### Work to complete
Print the following data verbatim, line for line, without adding, dropping, or altering anything.

### Task inputs
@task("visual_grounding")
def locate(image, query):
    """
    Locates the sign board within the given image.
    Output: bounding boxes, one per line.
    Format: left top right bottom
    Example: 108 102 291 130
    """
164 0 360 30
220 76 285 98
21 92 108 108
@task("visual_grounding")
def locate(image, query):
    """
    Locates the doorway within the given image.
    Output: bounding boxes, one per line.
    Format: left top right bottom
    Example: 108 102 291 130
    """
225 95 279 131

### Expected output
@task("visual_grounding")
def locate(image, query):
    """
    Locates the sign board within the given image.
    Output: bounding boxes, one per line.
    Format: left top right bottom
    Example: 108 102 291 130
    """
164 0 360 30
220 76 285 98
21 92 108 108
@task("visual_grounding")
def locate(image, query):
    """
    Locates the doorway within the given image.
    Output: bounding boxes, one per line.
    Format: left top right bottom
    Example: 108 102 291 130
    """
225 95 279 131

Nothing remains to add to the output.